Gib den Auszug über Fernwärme und Klimaschutz vollständig und Wort für Wort wieder.

* [AUSZUG]
────────────────

Insbesondere schließe Art. 28 Abs. 2 GG es nicht aus, dass der Landesgesetzgeber in Erfüllung seiner ihm obliegenden Verpflichtung, auf die Verwirklichung der Staatszielbestimmung des Art. 20a GG hinzuwirken, den Kommunen zusätzliche Befugnisse übertrage, die den Schutz der natürlichen Lebensgrundlagen sichern sollen. Die Entscheidung, ob die Fernwärmeversorgung mit Kraft-Wärme-Kopplung ein zum Klimaschutz geeignetes Mittel ist, obliege dem Gesetzgeber. Auch europäische Wettbewerbsregeln stünden der Anordnung eines kommunalen Anschluss- und Benutzungszwangs aus Gründen des Klimaschutzes nicht entgegen.

────────────────

* [ERFASSTE DATEN]
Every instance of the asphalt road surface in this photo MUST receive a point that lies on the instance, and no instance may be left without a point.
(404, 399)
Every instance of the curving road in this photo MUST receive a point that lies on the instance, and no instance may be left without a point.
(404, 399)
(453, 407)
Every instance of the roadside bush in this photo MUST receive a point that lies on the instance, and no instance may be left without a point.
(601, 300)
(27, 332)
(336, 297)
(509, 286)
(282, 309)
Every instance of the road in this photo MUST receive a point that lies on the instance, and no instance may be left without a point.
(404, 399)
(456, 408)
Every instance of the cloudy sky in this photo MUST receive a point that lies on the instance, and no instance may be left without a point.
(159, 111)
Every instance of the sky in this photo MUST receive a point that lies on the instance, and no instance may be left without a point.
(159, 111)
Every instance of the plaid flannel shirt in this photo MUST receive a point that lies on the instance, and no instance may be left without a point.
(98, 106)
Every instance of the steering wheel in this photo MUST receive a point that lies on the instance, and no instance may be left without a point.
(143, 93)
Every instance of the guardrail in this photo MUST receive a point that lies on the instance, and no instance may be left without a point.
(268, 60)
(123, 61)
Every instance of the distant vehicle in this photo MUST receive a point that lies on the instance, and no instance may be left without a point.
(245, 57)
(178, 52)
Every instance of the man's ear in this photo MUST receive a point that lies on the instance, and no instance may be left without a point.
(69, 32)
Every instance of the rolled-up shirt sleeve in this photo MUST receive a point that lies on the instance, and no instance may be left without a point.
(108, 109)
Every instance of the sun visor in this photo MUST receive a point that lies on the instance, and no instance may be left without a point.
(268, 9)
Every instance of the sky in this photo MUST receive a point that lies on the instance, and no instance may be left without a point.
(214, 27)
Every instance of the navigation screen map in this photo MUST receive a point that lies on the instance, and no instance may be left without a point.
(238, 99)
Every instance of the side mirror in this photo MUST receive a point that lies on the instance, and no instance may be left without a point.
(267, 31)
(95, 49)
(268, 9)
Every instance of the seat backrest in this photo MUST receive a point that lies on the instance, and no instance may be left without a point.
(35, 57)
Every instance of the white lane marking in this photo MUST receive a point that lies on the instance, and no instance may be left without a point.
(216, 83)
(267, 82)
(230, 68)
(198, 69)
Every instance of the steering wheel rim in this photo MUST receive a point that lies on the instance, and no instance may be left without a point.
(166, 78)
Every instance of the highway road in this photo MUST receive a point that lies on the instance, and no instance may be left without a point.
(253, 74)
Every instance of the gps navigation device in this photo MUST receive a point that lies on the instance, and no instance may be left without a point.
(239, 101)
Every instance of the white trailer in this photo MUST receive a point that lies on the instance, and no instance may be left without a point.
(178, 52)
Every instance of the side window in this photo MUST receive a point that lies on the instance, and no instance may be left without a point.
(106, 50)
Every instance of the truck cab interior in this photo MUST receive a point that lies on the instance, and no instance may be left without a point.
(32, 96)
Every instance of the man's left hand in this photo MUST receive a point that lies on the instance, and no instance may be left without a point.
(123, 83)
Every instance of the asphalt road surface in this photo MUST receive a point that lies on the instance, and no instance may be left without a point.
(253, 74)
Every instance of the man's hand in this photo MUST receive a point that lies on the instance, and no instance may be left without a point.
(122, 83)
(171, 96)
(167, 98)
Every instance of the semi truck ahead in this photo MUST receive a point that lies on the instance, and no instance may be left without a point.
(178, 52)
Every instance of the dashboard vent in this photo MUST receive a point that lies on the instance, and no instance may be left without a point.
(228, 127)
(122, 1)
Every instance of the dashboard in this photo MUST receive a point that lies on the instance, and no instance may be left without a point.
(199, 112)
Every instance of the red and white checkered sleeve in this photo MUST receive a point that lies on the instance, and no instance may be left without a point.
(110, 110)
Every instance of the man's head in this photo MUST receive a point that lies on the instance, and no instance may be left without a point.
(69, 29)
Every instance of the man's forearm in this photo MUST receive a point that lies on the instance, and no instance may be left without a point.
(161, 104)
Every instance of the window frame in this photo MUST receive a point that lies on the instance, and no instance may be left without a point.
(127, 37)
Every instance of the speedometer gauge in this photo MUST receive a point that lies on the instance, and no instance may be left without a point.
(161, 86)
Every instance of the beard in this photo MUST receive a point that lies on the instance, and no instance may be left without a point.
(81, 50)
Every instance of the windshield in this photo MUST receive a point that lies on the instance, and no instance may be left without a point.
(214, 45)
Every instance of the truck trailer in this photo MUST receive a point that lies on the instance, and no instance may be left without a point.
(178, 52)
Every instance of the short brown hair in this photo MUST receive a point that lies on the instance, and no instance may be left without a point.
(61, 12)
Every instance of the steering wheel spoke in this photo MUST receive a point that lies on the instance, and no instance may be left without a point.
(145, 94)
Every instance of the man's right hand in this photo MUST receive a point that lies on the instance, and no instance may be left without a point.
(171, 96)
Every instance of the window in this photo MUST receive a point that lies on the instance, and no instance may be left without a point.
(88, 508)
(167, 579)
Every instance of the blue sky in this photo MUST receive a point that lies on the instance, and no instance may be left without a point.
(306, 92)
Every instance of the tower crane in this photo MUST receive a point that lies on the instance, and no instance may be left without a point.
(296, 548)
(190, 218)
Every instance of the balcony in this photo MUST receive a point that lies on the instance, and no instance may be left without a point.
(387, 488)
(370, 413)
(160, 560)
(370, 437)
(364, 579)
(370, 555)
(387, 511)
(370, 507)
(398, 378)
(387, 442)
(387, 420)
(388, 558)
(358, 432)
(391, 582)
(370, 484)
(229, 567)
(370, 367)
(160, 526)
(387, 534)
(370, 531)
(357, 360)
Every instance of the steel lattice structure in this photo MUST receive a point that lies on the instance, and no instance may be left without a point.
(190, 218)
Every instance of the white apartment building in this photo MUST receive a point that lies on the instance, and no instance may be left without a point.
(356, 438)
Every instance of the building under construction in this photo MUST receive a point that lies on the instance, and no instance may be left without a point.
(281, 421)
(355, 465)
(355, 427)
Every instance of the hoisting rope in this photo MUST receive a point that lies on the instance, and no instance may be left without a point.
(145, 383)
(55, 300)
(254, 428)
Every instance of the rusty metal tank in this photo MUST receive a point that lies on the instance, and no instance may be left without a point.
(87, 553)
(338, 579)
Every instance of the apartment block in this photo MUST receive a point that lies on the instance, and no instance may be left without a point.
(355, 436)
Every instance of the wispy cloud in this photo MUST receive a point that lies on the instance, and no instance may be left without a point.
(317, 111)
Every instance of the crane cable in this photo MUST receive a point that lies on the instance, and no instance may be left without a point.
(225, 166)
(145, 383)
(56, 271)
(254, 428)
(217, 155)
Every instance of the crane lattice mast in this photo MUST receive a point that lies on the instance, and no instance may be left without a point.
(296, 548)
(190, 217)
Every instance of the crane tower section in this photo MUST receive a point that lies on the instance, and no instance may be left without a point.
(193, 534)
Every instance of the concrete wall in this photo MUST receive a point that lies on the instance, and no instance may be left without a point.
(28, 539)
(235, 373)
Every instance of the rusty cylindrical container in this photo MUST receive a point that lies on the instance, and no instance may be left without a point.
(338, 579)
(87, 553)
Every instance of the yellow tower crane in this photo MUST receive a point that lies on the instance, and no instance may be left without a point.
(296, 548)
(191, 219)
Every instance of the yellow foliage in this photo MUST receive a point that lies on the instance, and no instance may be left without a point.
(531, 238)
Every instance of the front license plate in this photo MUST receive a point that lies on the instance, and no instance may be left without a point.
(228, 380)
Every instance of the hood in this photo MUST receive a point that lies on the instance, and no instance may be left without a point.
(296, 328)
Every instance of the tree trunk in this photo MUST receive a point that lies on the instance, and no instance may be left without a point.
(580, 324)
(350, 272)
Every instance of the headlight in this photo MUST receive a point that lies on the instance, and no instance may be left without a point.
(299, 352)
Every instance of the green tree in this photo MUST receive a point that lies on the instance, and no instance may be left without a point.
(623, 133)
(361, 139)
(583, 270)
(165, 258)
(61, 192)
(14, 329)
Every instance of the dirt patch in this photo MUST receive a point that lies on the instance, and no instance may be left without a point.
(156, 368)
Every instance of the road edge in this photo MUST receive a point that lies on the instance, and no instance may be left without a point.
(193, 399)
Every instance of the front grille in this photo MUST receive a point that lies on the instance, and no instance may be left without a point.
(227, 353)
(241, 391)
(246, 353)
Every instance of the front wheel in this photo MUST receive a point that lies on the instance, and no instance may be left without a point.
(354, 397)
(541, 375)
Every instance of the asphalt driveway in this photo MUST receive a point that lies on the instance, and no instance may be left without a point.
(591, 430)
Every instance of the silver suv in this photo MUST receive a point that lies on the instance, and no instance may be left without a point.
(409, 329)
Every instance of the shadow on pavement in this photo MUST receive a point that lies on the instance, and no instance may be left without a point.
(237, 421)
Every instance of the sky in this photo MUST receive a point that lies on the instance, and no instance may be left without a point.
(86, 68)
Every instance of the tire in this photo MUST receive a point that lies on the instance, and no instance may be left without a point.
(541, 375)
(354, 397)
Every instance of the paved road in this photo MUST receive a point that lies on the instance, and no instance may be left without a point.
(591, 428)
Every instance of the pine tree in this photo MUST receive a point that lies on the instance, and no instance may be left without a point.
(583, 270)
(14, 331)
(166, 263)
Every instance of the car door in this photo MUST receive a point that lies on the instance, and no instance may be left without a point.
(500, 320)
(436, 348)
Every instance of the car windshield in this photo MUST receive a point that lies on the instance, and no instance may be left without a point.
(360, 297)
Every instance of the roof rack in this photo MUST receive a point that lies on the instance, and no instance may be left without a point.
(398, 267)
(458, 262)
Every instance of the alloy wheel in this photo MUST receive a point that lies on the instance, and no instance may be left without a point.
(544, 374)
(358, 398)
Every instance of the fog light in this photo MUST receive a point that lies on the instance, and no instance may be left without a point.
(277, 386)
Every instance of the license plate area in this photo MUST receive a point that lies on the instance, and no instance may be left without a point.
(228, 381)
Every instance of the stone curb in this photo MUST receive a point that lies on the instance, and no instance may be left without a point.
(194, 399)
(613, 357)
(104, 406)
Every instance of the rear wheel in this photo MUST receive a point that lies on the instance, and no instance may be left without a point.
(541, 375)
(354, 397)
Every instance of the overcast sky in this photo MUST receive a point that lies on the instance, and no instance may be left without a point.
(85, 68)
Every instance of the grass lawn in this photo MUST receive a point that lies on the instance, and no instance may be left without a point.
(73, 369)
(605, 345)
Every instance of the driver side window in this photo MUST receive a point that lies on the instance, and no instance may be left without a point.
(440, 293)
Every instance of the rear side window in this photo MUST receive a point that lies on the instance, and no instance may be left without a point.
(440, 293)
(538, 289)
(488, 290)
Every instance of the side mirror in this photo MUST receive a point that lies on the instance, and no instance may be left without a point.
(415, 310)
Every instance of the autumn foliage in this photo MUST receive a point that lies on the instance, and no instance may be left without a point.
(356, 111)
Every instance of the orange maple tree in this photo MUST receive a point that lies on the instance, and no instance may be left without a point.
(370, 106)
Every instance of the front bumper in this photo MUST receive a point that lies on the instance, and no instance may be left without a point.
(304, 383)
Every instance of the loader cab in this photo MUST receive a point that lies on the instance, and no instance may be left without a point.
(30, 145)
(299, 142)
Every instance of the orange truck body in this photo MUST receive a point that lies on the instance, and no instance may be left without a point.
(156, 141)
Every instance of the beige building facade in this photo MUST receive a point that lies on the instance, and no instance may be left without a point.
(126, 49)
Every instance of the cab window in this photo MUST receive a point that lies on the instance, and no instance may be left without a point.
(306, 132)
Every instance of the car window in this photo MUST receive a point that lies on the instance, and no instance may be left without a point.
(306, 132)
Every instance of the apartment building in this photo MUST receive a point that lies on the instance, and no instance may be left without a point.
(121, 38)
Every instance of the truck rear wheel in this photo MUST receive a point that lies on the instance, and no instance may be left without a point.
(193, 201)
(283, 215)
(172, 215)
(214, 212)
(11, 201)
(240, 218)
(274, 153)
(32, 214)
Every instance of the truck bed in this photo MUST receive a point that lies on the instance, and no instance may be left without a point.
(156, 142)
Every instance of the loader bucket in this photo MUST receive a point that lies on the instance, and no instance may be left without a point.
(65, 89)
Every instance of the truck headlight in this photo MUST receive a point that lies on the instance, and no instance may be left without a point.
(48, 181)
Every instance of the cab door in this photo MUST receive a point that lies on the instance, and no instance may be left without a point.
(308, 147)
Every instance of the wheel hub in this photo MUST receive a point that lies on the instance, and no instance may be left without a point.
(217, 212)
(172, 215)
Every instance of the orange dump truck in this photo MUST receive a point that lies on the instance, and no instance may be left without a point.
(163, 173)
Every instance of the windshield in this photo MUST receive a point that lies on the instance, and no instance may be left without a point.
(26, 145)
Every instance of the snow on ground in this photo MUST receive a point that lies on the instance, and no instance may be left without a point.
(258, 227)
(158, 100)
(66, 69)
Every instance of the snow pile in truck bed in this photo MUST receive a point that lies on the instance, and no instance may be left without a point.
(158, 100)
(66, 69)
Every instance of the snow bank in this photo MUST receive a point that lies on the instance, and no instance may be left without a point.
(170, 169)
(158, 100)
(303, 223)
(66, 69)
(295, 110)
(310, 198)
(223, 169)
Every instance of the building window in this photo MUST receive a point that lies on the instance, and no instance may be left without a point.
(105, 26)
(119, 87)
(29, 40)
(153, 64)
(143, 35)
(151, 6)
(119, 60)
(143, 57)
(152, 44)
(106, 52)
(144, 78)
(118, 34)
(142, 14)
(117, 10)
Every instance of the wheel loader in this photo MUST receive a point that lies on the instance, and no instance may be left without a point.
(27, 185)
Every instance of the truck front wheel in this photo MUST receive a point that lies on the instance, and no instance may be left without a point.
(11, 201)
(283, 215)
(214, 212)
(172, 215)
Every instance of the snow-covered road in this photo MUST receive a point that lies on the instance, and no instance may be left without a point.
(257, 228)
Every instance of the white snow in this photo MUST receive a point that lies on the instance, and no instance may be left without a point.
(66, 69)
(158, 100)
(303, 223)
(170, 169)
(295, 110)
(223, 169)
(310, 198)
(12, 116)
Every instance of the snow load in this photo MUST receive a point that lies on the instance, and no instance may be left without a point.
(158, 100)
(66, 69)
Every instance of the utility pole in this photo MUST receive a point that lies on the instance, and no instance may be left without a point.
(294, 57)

────────────────

* [ERWARTETE AUSGABE]
Insbesondere schließe Art. 28 Abs. 2 GG es nicht aus, dass der Landesgesetzgeber in Erfüllung seiner ihm obliegenden Verpflichtung, auf die Verwirklichung der Staatszielbestimmung des Art. 20a GG hinzuwirken, den Kommunen zusätzliche Befugnisse übertrage, die den Schutz der natürlichen Lebensgrundlagen sichern sollen. Die Entscheidung, ob die Fernwärmeversorgung mit Kraft-Wärme-Kopplung ein zum Klimaschutz geeignetes Mittel ist, obliege dem Gesetzgeber. Auch europäische Wettbewerbsregeln stünden der Anordnung eines kommunalen Anschluss- und Benutzungszwangs aus Gründen des Klimaschutzes nicht entgegen.